SET EXERCISE - Output every line of the material below without changing anything.

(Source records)
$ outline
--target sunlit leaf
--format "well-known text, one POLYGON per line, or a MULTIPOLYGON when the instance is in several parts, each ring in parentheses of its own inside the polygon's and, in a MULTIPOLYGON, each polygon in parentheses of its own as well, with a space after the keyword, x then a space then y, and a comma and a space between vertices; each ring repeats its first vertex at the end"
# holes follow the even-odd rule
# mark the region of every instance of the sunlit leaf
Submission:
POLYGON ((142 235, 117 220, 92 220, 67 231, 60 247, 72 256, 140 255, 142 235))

SOLUTION FOR THIS PROBLEM -
$ outline
--target sunlit leaf
--format "well-known text, one POLYGON per line, or a MULTIPOLYGON when the instance is in several parts, each ring in parentheses of its own inside the polygon's and, in a MULTIPOLYGON, each polygon in parentheses of its own as well, with a space after the keyword, x then a space then y, and a comma and a space between vertices; each ring repeats its first vertex at the end"
# holes follow the even-odd rule
# mark the region of every instance of the sunlit leaf
Submission:
POLYGON ((142 235, 117 220, 92 220, 67 231, 60 247, 72 256, 140 255, 142 235))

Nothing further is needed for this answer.